Segment Start: Text section

# I'm really really broke but i want my cello!



## Beethovensheadphone

hey guys! ready for a little bit of drama? =)

i would really like to buy a cello, but i'm willing to spend very little money for it... 
i know that the cheapest a cello gets the poorer it will sound etc...
but since i am a beginner i am willing to take that "risk".. i believe a cheap cello will still help me on my journey.. at least in the beginning. am i wrong?

well my question is... does anyone know where i can buy a "decent-cheap" cello?

i miss playing this instrument.. i had lessons for almost a year but i had to stop =(
anyways...
thanks in advance for you guys time and help!


----------



## symphonicrevolution

Well, would it be possible for you to rent at first and then save up to buy a cello? A decent cello is going to cost quite a bit depending on what sort of quality you want, so I would almost suggest that you try to rent first. However, I have heard great things about this website: http://www.cellos2go.com/ if you are still looking for a place to buy one.


----------



## SuperTonic

Assuming you live in or near a decent sized city, you might want to try the classified section of your local paper. Craigslist.org is another good site if you happen to live near a city that has a page.

Sometimes you might get lucky and find a decent instrument for a decent price. You definitely will want to give any instrument a close inspection for any defects, and also play it to make sure it 'feels' right to you.


----------



## leevshan

Same here 
musical instruments are way too expensive these days.


----------



## Head_case

Beethovensheadphone said:


> hey guys! ready for a little bit of drama? =)
> 
> i would really like to buy a cello, but i'm willing to spend very little money for it...
> i know that the cheapest a cello gets the poorer it will sound etc...

Segment End: Text section
Segment Start: Data for review

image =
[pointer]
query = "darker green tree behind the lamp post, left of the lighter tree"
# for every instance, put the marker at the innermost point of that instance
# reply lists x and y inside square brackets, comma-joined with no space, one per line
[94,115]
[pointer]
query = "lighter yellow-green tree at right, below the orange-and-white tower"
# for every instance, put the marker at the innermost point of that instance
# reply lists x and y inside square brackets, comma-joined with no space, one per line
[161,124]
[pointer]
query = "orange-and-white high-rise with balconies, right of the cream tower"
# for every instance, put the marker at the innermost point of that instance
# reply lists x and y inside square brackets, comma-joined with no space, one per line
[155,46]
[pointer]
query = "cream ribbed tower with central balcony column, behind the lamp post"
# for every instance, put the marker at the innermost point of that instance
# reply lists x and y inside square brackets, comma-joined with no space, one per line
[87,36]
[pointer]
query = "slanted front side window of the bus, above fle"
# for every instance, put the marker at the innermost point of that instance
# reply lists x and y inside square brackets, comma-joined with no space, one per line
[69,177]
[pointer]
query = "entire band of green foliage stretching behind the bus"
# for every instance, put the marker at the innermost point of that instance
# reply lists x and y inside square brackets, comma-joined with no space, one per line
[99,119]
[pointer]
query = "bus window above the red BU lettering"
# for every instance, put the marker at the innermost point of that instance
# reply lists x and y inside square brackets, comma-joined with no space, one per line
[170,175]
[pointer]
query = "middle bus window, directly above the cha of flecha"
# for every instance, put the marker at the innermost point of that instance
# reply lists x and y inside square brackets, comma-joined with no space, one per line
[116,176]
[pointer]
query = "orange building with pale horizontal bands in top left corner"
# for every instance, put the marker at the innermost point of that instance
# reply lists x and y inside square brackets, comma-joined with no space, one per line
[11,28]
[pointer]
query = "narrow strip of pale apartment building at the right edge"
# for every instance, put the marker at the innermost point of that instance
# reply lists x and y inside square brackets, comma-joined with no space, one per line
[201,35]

Segment End: Data for review

Required action 1 ::
Answer these questions about the cello forum thread:
(a) How long did Beethovensheadphone take lessons before stopping?
(b) What does symphonicrevolution suggest doing before buying a cello?
(c) Besides the local paper's classified section, what website does SuperTonic mention?
Required action 2 ::
Carry on the cello forum thread from the point where it stops.

Response 1 ::
(a) Almost a year.
(b) Renting a cello first and saving up to buy one.
(c) Craigslist.org.

Response 2 ::
> but since i am a beginner i am willing to take that "risk".. i believe a cheap cello will still help me on my journey.. at least in the beginning. am i wrong?
> 
> well my question is... does anyone know where i can buy a "decent-cheap" cello?
> 
> i miss playing this instrument.. i had lessons for almost a year but i had to stop =(
> anyways...
> thanks in advance for you guys time and help!


With musical instruments, for the discerning player there is a real relationship between the price you pay and the kind of instrument you get.

That still shouldn't put you off though. Most students in your position end up buying a second-hand one (just get someone senior in the field to check it out for you). You can save about half the cost compared to a new student one.

There are some interesting cellos from China - this has been the major boom area of manufacturing. Contrary to common prejudice, there are some excellent value for quality cellos made from China. You may need to check out some of the dedicated string forums to find out. Quality control is still not as tight as what you would expect with a known standard, but if you have a local stockist, it's worthwhile checking out some of their imported cellos from China.

The other option is to go for a size smaller than 4/4 which makes it cheaper. If you are a small person you can get away with it. Otherwise, that might be too serious a compromise.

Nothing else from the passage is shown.